====== The records ======

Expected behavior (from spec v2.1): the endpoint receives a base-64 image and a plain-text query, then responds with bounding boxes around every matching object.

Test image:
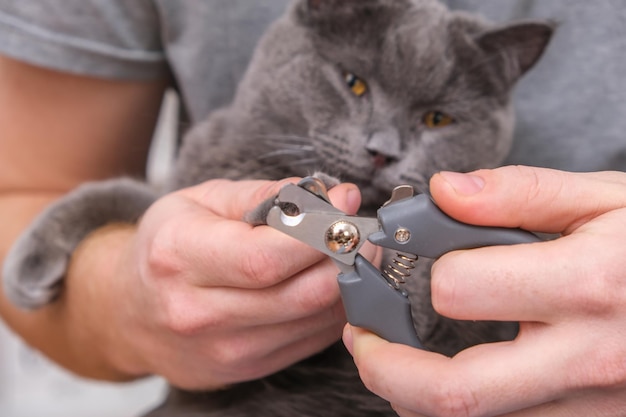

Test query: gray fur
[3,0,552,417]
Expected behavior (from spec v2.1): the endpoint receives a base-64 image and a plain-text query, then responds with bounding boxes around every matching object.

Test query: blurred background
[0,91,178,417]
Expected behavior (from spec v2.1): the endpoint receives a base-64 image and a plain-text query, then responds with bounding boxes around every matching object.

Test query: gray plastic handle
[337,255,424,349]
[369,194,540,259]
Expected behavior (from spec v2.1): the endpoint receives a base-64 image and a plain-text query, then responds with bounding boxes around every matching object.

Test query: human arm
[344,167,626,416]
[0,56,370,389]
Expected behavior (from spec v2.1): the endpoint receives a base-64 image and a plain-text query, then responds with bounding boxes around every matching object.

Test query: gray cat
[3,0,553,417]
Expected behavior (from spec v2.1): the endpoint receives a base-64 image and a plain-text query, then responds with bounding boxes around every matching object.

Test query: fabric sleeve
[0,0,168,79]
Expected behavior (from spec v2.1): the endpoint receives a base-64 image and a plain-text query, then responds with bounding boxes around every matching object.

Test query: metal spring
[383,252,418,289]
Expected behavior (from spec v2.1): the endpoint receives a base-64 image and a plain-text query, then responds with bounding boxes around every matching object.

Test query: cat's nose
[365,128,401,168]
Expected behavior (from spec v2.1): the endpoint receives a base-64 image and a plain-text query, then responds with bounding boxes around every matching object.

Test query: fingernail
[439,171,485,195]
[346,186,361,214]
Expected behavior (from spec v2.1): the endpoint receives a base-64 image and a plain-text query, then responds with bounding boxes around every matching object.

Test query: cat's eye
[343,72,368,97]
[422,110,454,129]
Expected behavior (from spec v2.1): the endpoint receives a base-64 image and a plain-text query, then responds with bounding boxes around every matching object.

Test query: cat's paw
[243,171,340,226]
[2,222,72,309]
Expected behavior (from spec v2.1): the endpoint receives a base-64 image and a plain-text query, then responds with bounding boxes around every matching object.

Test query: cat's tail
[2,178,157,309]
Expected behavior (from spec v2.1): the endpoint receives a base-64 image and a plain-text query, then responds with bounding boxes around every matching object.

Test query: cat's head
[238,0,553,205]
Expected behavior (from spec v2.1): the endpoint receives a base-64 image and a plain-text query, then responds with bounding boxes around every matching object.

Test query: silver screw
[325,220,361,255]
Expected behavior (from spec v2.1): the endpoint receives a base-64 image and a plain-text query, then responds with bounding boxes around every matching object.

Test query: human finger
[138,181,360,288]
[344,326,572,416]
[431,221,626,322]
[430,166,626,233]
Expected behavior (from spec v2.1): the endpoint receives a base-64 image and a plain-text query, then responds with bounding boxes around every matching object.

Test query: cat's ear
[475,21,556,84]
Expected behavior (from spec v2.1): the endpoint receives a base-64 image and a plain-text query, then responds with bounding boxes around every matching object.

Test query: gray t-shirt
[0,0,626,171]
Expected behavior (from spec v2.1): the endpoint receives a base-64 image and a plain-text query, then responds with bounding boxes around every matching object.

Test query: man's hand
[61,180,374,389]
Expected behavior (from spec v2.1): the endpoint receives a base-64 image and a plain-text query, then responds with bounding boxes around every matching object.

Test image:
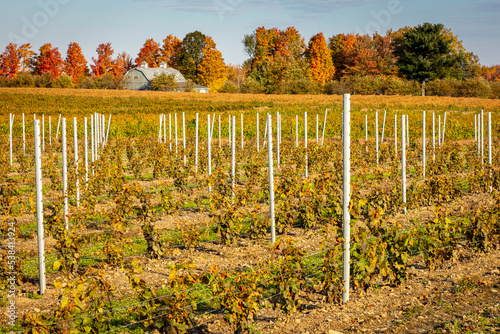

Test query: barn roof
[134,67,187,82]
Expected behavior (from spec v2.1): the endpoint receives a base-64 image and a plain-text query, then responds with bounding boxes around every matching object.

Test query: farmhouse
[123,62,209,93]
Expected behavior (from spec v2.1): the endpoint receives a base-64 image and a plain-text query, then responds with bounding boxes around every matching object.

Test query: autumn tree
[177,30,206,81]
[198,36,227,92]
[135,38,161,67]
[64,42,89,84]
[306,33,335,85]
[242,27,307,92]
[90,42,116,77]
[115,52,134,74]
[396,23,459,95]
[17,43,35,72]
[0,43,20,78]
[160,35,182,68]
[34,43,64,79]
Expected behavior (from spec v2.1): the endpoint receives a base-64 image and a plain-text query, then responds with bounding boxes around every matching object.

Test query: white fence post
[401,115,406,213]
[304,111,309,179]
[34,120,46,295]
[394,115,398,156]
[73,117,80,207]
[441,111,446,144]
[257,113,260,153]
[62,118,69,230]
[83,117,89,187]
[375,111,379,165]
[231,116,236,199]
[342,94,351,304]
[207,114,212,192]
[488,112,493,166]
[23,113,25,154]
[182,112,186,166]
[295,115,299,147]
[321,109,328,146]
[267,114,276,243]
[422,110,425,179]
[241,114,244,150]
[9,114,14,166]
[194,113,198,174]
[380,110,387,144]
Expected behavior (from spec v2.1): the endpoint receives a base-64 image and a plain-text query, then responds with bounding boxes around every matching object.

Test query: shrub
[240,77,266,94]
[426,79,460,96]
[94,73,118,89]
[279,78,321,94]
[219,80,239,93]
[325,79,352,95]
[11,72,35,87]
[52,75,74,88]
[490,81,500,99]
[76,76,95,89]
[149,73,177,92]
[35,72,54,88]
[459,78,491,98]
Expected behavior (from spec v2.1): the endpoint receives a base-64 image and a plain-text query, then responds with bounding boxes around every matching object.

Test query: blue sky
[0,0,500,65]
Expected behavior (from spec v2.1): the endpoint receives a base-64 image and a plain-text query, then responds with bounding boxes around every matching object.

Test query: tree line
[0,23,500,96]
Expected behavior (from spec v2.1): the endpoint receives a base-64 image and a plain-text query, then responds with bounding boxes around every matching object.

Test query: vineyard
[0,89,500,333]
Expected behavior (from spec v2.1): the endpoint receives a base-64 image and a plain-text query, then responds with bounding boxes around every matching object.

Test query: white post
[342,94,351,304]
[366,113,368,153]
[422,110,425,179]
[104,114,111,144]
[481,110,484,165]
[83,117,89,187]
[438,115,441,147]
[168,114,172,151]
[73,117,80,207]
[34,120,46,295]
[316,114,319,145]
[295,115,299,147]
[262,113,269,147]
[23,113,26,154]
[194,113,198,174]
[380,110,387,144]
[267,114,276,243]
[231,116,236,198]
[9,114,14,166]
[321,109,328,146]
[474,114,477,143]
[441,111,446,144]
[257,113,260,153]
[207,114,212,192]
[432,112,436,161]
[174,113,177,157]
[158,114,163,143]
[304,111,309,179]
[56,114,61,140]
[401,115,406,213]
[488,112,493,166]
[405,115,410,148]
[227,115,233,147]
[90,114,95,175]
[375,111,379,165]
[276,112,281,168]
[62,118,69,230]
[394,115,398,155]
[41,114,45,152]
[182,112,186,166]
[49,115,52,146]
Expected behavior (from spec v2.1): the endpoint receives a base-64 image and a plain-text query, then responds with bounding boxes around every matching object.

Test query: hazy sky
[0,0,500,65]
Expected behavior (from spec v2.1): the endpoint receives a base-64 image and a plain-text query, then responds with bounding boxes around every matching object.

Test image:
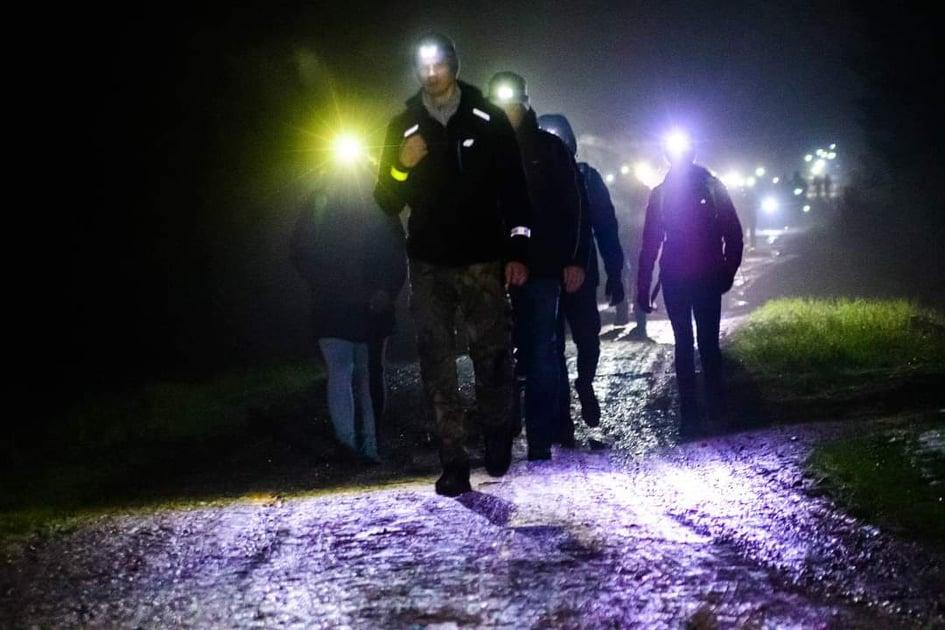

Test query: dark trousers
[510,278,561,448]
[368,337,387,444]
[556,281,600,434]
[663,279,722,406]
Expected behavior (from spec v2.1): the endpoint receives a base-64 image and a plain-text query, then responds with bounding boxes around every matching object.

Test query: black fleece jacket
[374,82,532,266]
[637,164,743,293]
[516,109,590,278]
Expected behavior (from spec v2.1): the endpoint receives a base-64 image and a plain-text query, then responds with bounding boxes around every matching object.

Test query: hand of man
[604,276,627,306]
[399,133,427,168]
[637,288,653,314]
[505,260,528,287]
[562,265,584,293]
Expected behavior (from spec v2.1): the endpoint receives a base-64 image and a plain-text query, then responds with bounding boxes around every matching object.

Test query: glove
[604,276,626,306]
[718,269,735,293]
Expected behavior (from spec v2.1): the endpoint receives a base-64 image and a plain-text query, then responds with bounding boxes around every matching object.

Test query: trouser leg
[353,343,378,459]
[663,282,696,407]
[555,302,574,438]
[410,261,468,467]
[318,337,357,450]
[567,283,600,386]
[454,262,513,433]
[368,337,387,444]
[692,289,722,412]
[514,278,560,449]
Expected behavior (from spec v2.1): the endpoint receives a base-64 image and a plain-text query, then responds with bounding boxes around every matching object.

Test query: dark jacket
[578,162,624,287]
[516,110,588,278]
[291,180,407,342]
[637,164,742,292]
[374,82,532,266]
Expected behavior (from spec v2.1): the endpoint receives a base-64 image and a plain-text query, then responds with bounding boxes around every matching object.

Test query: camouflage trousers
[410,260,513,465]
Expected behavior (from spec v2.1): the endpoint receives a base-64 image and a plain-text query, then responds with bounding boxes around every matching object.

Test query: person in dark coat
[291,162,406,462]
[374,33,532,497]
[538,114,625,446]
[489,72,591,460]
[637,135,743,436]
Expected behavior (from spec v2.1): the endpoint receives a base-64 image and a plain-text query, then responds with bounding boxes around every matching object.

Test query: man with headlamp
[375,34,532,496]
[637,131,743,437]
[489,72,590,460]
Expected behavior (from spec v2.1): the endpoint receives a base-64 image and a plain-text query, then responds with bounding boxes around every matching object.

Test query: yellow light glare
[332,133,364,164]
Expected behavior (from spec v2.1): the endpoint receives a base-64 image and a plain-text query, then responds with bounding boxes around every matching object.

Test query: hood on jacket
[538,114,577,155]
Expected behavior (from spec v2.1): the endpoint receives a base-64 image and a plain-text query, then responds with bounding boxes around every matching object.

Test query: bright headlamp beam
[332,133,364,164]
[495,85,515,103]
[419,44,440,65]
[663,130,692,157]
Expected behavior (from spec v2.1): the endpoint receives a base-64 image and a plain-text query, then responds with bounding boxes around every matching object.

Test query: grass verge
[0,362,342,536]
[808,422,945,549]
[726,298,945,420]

======

Task directions:
Format the data above, from its first line up to and including the line containing "[0,91,178,417]", as a Markdown table with the columns Row and Line, one numbered row per line. Leave out blank lines and pictures.

Output of the task:
| Row | Line |
|---|---|
| 1 | Expected behavior (from spec v2.1): the endpoint receives a base-64 image and a plain-text query, then responds with bounding boxes around every matching object. |
| 2 | Test image: |
| 3 | Test query: gray fur |
| 4 | [3,0,552,417] |
| 5 | Expected behavior (from spec v2.1): the endpoint receives a base-64 image and a plain-text query, then responds with bounding boxes around every matching object. |
| 6 | Test query: blurred background |
| 7 | [0,91,178,417] |